* _Provided passage_
--- START ---

The university faces skepticism on multiple fronts as it launches at last on plans for a Kendall Square of its own off Western Avenue

Harvard owns about 150 acres in Allston that it's trying to develop, a substantial portion of the neighborhood. Pictured here: the former Beacon Park railyard, currently hemmed in by the Mass. Pike. On the far right is Cambridge Street and the southern portion of Harvard's Enterprise Research Campus development area.David L. Ryan/Globe Staff

The meeting took place more than two decades ago, but longtime Allston resident Brent Whelan remembers it like yesterday.

Developer Beal Cos. had bought land along Western Avenue and was seeking community input about what to do with it.

The problem, from the perspective of Whelan and many of his neighbors, was this: They later discovered the developer was buying on behalf of Harvard University, which was eyeing an expansion from over the river in Cambridge. Ostensibly, the secrecy was a way to avoid driving up the price, but no matter the motivation, the maneuver sowed distrust.

--- END ---

* _Given records_

--- START ---

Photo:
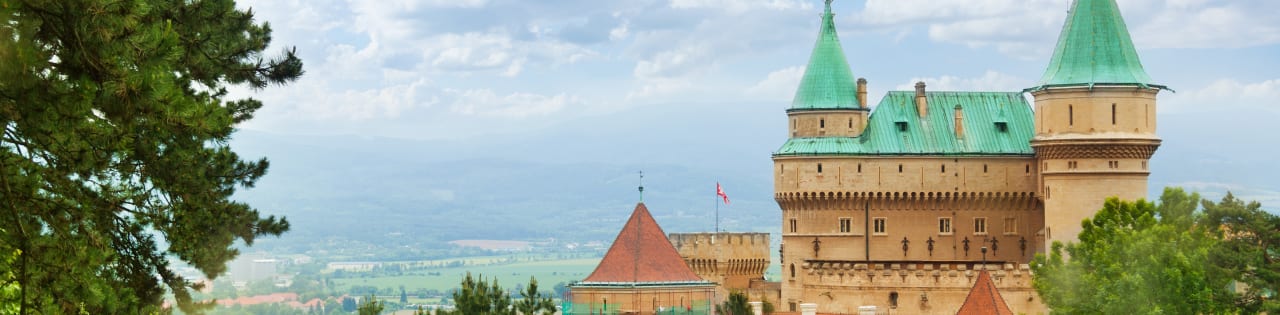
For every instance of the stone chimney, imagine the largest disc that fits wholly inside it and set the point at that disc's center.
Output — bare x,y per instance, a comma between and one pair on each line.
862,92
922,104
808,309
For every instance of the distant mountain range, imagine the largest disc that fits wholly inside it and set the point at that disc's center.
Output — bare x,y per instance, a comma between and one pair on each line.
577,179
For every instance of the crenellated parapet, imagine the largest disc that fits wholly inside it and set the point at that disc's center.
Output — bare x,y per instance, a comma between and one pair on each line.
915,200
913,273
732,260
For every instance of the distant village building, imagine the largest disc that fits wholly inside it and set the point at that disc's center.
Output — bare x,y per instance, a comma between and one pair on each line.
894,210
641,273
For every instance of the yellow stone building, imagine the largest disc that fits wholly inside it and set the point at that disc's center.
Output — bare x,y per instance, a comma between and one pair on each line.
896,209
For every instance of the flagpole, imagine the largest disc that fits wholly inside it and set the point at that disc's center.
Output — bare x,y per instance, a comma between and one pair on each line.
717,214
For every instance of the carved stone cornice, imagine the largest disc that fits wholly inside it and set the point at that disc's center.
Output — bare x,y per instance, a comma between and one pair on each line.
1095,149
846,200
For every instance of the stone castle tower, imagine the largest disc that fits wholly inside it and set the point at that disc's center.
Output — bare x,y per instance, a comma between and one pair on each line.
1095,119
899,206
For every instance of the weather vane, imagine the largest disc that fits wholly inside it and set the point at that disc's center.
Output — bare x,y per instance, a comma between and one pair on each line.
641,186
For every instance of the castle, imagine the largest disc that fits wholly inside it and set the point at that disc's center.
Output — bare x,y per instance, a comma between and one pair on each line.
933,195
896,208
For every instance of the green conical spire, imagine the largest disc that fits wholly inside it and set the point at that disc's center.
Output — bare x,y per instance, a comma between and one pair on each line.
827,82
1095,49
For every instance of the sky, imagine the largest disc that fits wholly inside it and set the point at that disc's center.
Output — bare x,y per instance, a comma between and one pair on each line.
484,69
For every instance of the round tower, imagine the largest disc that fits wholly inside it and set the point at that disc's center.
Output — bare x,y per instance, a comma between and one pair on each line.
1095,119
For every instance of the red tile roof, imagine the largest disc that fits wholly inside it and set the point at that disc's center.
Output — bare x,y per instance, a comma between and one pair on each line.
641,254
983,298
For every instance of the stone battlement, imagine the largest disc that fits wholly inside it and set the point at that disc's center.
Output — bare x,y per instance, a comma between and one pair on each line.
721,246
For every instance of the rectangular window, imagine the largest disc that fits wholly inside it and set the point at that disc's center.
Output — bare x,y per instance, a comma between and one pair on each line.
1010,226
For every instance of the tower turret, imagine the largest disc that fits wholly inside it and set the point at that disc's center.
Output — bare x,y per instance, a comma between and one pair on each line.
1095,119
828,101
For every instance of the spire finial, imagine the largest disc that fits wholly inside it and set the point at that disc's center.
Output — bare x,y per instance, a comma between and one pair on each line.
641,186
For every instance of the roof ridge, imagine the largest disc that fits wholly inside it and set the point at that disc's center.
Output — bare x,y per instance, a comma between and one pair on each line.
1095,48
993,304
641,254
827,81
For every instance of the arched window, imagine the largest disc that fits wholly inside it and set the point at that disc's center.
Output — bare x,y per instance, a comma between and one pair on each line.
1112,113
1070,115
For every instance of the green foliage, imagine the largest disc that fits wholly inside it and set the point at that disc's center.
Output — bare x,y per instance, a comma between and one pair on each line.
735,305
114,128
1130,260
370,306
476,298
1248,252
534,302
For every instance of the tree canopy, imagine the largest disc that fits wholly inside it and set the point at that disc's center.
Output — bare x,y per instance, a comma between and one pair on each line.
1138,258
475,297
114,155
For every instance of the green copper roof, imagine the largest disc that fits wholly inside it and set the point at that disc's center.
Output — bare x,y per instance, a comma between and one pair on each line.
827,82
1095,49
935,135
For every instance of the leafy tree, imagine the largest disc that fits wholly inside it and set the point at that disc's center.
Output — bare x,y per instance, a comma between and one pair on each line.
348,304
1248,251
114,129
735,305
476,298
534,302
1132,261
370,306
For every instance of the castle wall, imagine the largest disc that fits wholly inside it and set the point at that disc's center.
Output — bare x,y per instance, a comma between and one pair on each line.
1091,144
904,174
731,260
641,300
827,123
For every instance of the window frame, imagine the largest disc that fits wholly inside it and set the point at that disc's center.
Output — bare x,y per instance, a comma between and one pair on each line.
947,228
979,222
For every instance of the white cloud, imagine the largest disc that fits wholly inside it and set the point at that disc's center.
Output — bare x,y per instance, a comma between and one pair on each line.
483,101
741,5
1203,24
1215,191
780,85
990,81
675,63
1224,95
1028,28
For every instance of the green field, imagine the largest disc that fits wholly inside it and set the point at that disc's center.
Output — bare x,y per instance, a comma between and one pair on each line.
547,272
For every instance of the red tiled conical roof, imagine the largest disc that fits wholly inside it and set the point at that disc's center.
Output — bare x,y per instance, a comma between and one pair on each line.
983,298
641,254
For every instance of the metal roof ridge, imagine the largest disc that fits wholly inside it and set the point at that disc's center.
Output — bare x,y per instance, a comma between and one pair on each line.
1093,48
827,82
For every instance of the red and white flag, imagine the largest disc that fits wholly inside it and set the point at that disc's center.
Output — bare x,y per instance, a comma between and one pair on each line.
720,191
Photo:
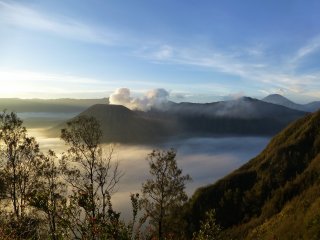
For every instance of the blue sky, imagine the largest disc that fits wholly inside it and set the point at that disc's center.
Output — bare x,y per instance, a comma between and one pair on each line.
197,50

--- END ---

* _Exercise instructions_
Please transcribe, word for word, the part of the passage on Harvard's Allston plans above that opens with the words "Harvard owns about" and closes with "do with it.".

* _Exercise result_
Harvard owns about 150 acres in Allston that it's trying to develop, a substantial portion of the neighborhood. Pictured here: the former Beacon Park railyard, currently hemmed in by the Mass. Pike. On the far right is Cambridge Street and the southern portion of Harvard's Enterprise Research Campus development area.David L. Ryan/Globe Staff

The meeting took place more than two decades ago, but longtime Allston resident Brent Whelan remembers it like yesterday.

Developer Beal Cos. had bought land along Western Avenue and was seeking community input about what to do with it.